Text for analysis
····················

It is not supported that marijuana use impairs cognitive function of those 18–25 more than it does those older than 25.

== Policy impacts ==
The "brain matures at 25" myth has been widely adopted in legal and policy circles to justify treating those 25-years and under as neurologically immature and less culpable for their actions. It has been cited in criminal sentencing reforms in Scotland, where courts are encouraged to consider reduced culpability for those under 25. In the United States, juvenile justice reformers have pushed "emerging adult" reforms in states like Massachusetts, Washington, and Illinois, proposing sentence mitigation, extended parole reviews, or blended juvenile-adult approaches for 18–25-year-olds based on prefrontal cortex development. In the United Kingdom, it has influenced road safety discussions, with government consultations and proposals citing ongoing frontal lobe development to support longer learner periods, graduated licensing restrictions, and even calls for cognitive tests for drivers under 25. There is also a grassroots movement starting in the 2020's advocating to raise the age of consent to age 25.

== In popular culture ==
The notion that the human brain does not fully mature or develop until age 25 has been seen in popular culture, including film, television, and other forms of media. This has sometimes been presented as an explanation for differences in judgment and behavior between adolescents and adults, despite the lack of a singular age at which brain development is considered complete.

····················

What you need to do
- A) List every U.S. state that the text on the "brain matures at 25" idea names in connection with "emerging adult" reforms.
- B) Answer these questions using the text on the "brain matures at 25" idea, one answer per line.
(i) What are courts in Scotland encouraged to consider for those under 25?
(ii) What does the grassroots movement that began in the 2020's advocate?
(iii) In popular culture, what has the notion sometimes been offered to explain?
- C) Continue the text on the "brain matures at 25" idea, starting right after its last sentence.
These items come from a different source than the text.

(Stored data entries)
····················

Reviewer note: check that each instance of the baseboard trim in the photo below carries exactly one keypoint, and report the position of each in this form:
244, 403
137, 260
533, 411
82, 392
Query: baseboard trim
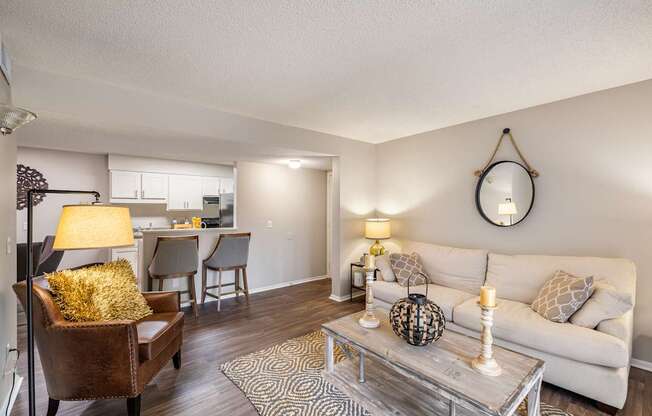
643, 365
345, 297
8, 402
270, 287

····················

Responses to the tasks
- A) Massachusetts, Washington, Illinois

- B)
(i) Reduced culpability
(ii) Raising the age of consent to age 25
(iii) Differences in judgment and behavior between adolescents and adults

- C)
A story element in In Time (2011) is that people stop aging at age 25. Director Andrew Niccol said that the choice of 25 was influenced by the belief that the frontal lobe is not fully developed until that age. He rationalized it as follows, "In the film, none of them have the luxury of dementia. Their mind is still fresh, so you remember all the crappy things you’ve done in your life. There’s a reason I chose the age of 25 in the movie: The frontal lobe that controls impulse and recklessness doesn’t fully develop until then. That’s why most rental cars won’t rent you a car until you’re 25. If I’d known that sooner, I could have blamed all of the crazy [stuff] I did on my youth.”.

In the 2024 Netflix series The Madness, a character states that the average brain does not fully develop until age 25 while discussing the effects of cannabis and decision-making in young people.

It has frequently been used for jokes concerning actor Leonardo DiCaprio's dating history of women under age 25. The myth is also used in age-gap relationship discourse regarding the morality of being with a younger person.